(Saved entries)
· · · ·
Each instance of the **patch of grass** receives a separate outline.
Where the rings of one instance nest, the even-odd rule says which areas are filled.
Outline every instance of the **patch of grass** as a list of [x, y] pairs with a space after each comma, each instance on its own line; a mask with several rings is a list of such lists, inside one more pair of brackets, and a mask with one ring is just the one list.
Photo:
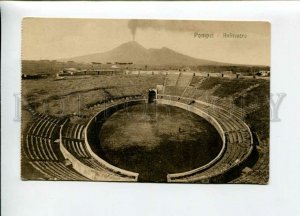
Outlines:
[[[269, 90], [266, 88], [268, 83], [269, 81], [259, 79], [228, 79], [220, 77], [209, 77], [201, 83], [198, 89], [209, 90], [217, 85], [220, 85], [219, 88], [215, 90], [213, 95], [223, 98], [231, 96], [235, 93], [239, 93], [255, 84], [263, 85], [263, 89], [261, 90], [269, 92]], [[263, 94], [265, 94], [265, 92], [263, 92]]]
[[201, 85], [198, 87], [198, 89], [208, 90], [208, 89], [212, 89], [213, 87], [215, 87], [218, 84], [220, 84], [219, 78], [209, 77], [201, 83]]
[[251, 131], [257, 133], [261, 140], [268, 139], [270, 133], [270, 107], [264, 105], [259, 110], [248, 114], [246, 123]]
[[205, 77], [194, 76], [190, 83], [190, 86], [197, 86], [197, 84], [203, 79], [205, 79]]
[[264, 81], [260, 82], [260, 85], [257, 88], [254, 88], [247, 92], [247, 94], [243, 97], [238, 97], [235, 99], [234, 103], [238, 107], [249, 106], [253, 103], [269, 104], [270, 101], [270, 82]]
[[214, 92], [215, 96], [228, 97], [235, 93], [239, 93], [250, 86], [262, 83], [262, 80], [255, 79], [223, 79], [220, 82], [220, 87]]

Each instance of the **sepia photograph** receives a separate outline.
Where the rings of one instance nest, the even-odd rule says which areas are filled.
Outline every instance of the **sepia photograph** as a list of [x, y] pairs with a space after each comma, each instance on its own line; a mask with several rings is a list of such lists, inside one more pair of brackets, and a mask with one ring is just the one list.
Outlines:
[[22, 21], [24, 181], [268, 184], [262, 21]]

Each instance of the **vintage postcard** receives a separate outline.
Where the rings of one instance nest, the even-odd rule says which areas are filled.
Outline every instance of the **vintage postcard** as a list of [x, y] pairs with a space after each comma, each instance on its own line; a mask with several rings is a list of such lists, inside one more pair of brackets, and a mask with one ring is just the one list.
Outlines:
[[267, 184], [270, 28], [24, 18], [22, 179]]

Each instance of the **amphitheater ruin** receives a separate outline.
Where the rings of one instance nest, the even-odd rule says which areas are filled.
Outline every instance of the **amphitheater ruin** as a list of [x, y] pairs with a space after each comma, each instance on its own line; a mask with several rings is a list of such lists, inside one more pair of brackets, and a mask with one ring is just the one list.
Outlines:
[[[80, 87], [91, 80], [94, 83], [89, 89]], [[98, 142], [94, 131], [101, 129], [99, 122], [106, 121], [118, 110], [151, 103], [200, 116], [216, 129], [222, 140], [220, 152], [210, 162], [184, 172], [168, 173], [165, 182], [268, 182], [268, 131], [258, 130], [259, 126], [251, 120], [268, 103], [266, 98], [253, 100], [257, 92], [268, 94], [267, 79], [148, 71], [23, 82], [26, 87], [23, 89], [28, 89], [23, 91], [26, 103], [22, 106], [22, 178], [25, 180], [139, 181], [139, 173], [117, 167], [94, 151], [93, 145]], [[70, 86], [57, 95], [53, 83], [64, 88], [67, 86], [64, 82]], [[72, 86], [77, 86], [76, 92]], [[37, 90], [42, 94], [34, 95]], [[85, 100], [84, 105], [78, 105], [78, 95]], [[240, 103], [239, 99], [246, 101]], [[66, 108], [68, 102], [72, 105]], [[61, 106], [64, 112], [59, 111]], [[260, 133], [265, 133], [265, 137]]]

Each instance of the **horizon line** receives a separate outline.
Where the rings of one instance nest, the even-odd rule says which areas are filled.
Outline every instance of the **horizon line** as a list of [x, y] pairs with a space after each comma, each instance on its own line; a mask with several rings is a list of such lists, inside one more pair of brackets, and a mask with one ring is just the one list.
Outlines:
[[[117, 45], [116, 47], [113, 47], [113, 48], [110, 48], [106, 51], [103, 51], [103, 52], [93, 52], [93, 53], [87, 53], [87, 54], [82, 54], [82, 55], [76, 55], [76, 56], [71, 56], [71, 57], [64, 57], [64, 58], [58, 58], [58, 59], [52, 59], [52, 58], [49, 58], [49, 59], [23, 59], [21, 57], [21, 61], [58, 61], [58, 62], [66, 62], [66, 60], [62, 60], [62, 59], [72, 59], [72, 58], [77, 58], [77, 57], [82, 57], [82, 56], [87, 56], [87, 55], [94, 55], [94, 54], [101, 54], [101, 53], [105, 53], [105, 52], [109, 52], [111, 50], [114, 50], [124, 44], [127, 44], [127, 43], [132, 43], [132, 42], [135, 42], [137, 43], [138, 45], [142, 46], [144, 49], [146, 50], [150, 50], [150, 49], [163, 49], [163, 48], [167, 48], [169, 50], [172, 50], [174, 52], [177, 52], [181, 55], [186, 55], [188, 57], [191, 57], [191, 58], [195, 58], [195, 59], [200, 59], [200, 60], [206, 60], [206, 61], [213, 61], [213, 62], [217, 62], [217, 63], [221, 63], [221, 64], [229, 64], [229, 65], [243, 65], [243, 66], [264, 66], [264, 67], [270, 67], [270, 64], [249, 64], [249, 63], [233, 63], [233, 62], [223, 62], [223, 61], [219, 61], [219, 60], [213, 60], [213, 59], [206, 59], [206, 58], [199, 58], [199, 57], [195, 57], [195, 56], [191, 56], [189, 54], [185, 54], [185, 53], [182, 53], [180, 51], [177, 51], [177, 50], [174, 50], [174, 49], [171, 49], [171, 48], [168, 48], [166, 46], [161, 46], [160, 48], [145, 48], [142, 44], [140, 44], [139, 42], [137, 42], [136, 40], [132, 39], [130, 41], [127, 41], [127, 42], [124, 42], [124, 43], [121, 43], [119, 45]], [[74, 62], [77, 62], [77, 61], [74, 61]], [[85, 62], [77, 62], [77, 63], [85, 63]], [[228, 66], [229, 66], [228, 65]], [[197, 66], [197, 65], [195, 65]], [[204, 66], [204, 65], [203, 65]], [[212, 66], [212, 65], [211, 65]]]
· · · ·
Each line of the data that contains "separate" belongs in the answer.

Each instance of the **patch of grass** receives a separate outline.
Each instance of the **sepia photograph** receives a separate outline.
Each instance of the **vintage postcard** receives a separate outline.
Each instance of the **amphitheater ruin** receives a separate outline.
Each instance of the **horizon line** receives a separate outline.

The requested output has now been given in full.